Entries shown:
--*--

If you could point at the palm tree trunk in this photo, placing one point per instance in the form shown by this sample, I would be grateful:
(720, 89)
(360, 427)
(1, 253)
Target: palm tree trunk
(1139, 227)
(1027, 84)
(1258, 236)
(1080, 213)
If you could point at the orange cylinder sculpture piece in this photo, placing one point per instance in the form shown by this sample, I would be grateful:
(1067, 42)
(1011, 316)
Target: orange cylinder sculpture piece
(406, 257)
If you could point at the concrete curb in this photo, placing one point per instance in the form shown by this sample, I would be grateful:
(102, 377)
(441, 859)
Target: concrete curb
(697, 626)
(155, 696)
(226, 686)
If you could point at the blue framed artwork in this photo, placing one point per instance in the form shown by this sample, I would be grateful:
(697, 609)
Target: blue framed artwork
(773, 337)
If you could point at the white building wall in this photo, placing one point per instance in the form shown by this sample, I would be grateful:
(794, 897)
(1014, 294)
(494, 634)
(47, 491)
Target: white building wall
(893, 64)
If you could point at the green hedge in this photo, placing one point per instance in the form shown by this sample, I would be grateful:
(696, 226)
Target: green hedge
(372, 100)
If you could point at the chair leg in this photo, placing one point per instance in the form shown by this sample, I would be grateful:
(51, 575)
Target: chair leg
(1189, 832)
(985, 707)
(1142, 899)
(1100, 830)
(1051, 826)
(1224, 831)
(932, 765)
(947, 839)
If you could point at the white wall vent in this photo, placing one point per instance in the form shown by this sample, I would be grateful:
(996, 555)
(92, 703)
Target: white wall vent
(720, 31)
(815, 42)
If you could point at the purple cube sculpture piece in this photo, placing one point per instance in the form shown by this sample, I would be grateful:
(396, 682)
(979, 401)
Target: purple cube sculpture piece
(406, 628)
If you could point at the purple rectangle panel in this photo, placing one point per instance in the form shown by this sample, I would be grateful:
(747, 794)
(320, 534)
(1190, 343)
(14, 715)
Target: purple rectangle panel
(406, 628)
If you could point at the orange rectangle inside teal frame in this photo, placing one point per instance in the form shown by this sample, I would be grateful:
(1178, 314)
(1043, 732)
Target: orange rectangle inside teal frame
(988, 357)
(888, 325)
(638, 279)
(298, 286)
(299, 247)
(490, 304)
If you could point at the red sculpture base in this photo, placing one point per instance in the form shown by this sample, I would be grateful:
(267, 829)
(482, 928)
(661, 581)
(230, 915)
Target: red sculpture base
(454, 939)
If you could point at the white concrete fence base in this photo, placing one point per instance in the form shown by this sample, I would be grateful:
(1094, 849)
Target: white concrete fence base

--*--

Stated exercise: Return every line of the entries above word for word, with nothing added, dropped, or changed.

Answer to this problem:
If you could point at the palm tree trunk in this photo, placing one point per instance in the form shown by this sample, I would be grateful:
(720, 89)
(360, 427)
(1, 253)
Target: palm tree trunk
(1139, 227)
(1027, 84)
(1258, 236)
(1080, 213)
If you could point at the orange cylinder sculpture piece in this photo, placing one point per instance in the form shown by this sample, I would be grateful:
(1067, 42)
(1011, 316)
Target: orange cylinder sculpture piece
(406, 257)
If you could point at the concrete curb in this photo, placing one point per instance in the form shown by this sample, I would be grateful:
(102, 377)
(441, 859)
Target: concrete curb
(697, 626)
(155, 696)
(226, 686)
If you could point at the blue framed artwork in this photo, placing one point per instance in the form shown by this sample, I would be grateful:
(697, 609)
Target: blue framed artwork
(773, 337)
If you could point at the white building wall in this photo, placing one point per instance in the form shown by this sample, I would be grateful:
(794, 897)
(1014, 294)
(494, 634)
(47, 491)
Target: white building wall
(893, 64)
If you could point at the green hedge in this photo, placing one point per instance in the form shown by this sample, I would be grateful:
(696, 226)
Target: green hedge
(372, 100)
If you could point at the chair leg in this photo, placing one point per instance in the form shown by this sample, I would be grateful:
(51, 575)
Target: chair leg
(1189, 832)
(985, 707)
(1142, 899)
(1100, 830)
(1051, 826)
(1224, 831)
(932, 765)
(947, 839)
If you could point at the white wall vent in this photo, placing one point per instance in the form shown by this sample, I would be grateful:
(996, 555)
(92, 703)
Target: white wall vent
(720, 31)
(815, 42)
If you could point at the purple cube sculpture piece in this photo, placing one point per instance in the form shown by this sample, I would be grateful:
(396, 682)
(979, 401)
Target: purple cube sculpture piece
(406, 628)
If you could point at the purple rectangle panel in this photo, placing one point per instance in the form shown by this sample, I would be grateful:
(747, 794)
(320, 534)
(1190, 343)
(14, 715)
Target: purple rectangle panel
(406, 628)
If you could point at the orange rectangle inside teal frame in this photo, placing one point per instance in the form shown by this sample, I would be grateful:
(1178, 314)
(1043, 732)
Target: orange rectangle inside teal frame
(988, 357)
(888, 325)
(638, 279)
(298, 286)
(299, 247)
(490, 304)
If you could point at the red sculpture base in this photo, placing one point per instance in the form shown by this sample, I would be grateful:
(267, 829)
(482, 928)
(661, 581)
(230, 915)
Target: red sculpture base
(454, 939)
If you could point at the white concrete fence base in this photo, placing one point per instance in the form shown by this sample, I would be grateful:
(1094, 849)
Target: white concrete fence base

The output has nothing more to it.